(ABOUT THIS TASK) Please give a word-for-word repeat of the line containing "ridge and report the position of each." and all lines that come after it in the entries below, ending at the last line.

Referring expression pointing data
:::

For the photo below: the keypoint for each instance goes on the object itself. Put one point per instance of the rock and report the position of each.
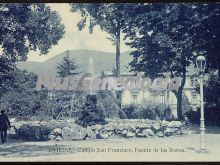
(148, 132)
(110, 133)
(165, 123)
(160, 134)
(141, 134)
(51, 137)
(132, 128)
(144, 125)
(168, 132)
(156, 127)
(96, 127)
(110, 127)
(137, 130)
(130, 134)
(58, 138)
(175, 124)
(44, 136)
(124, 132)
(78, 134)
(57, 131)
(12, 120)
(66, 133)
(16, 126)
(90, 133)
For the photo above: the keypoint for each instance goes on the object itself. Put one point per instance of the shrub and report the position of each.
(152, 112)
(128, 111)
(91, 114)
(35, 133)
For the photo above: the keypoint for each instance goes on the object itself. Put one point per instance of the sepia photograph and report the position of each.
(110, 82)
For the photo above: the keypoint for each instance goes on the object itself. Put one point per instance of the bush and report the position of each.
(151, 112)
(128, 111)
(91, 114)
(33, 133)
(211, 114)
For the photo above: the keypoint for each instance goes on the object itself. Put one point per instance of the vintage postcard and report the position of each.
(109, 82)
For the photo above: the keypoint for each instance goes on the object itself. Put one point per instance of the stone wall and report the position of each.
(116, 128)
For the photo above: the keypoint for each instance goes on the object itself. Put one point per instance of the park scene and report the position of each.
(109, 82)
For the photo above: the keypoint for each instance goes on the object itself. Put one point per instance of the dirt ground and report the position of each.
(181, 148)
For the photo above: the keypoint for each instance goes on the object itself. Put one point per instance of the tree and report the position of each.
(110, 18)
(67, 67)
(6, 74)
(165, 37)
(27, 26)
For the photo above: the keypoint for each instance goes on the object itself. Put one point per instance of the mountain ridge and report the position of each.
(103, 61)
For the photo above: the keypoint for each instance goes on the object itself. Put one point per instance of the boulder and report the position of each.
(57, 131)
(168, 132)
(165, 123)
(66, 133)
(90, 133)
(144, 125)
(130, 134)
(132, 128)
(96, 127)
(78, 133)
(148, 132)
(51, 137)
(137, 131)
(156, 127)
(175, 124)
(141, 134)
(124, 132)
(58, 138)
(160, 134)
(103, 134)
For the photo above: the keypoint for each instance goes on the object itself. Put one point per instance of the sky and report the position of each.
(75, 39)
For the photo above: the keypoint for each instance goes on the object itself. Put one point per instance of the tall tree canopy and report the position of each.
(28, 26)
(165, 37)
(67, 67)
(110, 18)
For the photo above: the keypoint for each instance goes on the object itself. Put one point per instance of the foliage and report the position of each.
(108, 16)
(108, 102)
(36, 133)
(22, 101)
(67, 67)
(28, 26)
(153, 112)
(91, 114)
(129, 111)
(165, 37)
(6, 74)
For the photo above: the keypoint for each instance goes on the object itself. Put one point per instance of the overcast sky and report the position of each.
(74, 39)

:::

(WRITTEN SOLUTION)
For the photo above: the keypoint for each instance goes on the object itself. Put one point per instance of the mountain ridge and report the position of each.
(103, 61)
For the photo above: the keypoint for each instance goes on the object itself. Put one point per instance of the boulder and report the position of each.
(57, 131)
(168, 132)
(165, 123)
(66, 133)
(90, 133)
(144, 125)
(130, 134)
(132, 128)
(96, 127)
(78, 133)
(148, 132)
(51, 137)
(137, 131)
(156, 127)
(175, 124)
(141, 134)
(124, 132)
(58, 138)
(160, 134)
(103, 134)
For the photo above: the keypoint for each instance goes on the object itself. Put one point per instance of the sky and report the position of each.
(75, 39)
For the photo above: the keypoint for each instance goes on the object itself. Put one point per instance of the tall tree canopy and report the position of each.
(28, 26)
(165, 37)
(67, 67)
(110, 18)
For the photo above: the keypoint for each instance goes on the object itself. Put one point per instance of the foliage and report the position of each.
(108, 16)
(108, 102)
(36, 133)
(22, 101)
(67, 67)
(28, 26)
(153, 112)
(91, 114)
(129, 111)
(165, 37)
(6, 74)
For the photo above: the keypoint for each instance goes on the object itself. Put one point per instance of the overcast sky and report the position of each.
(74, 39)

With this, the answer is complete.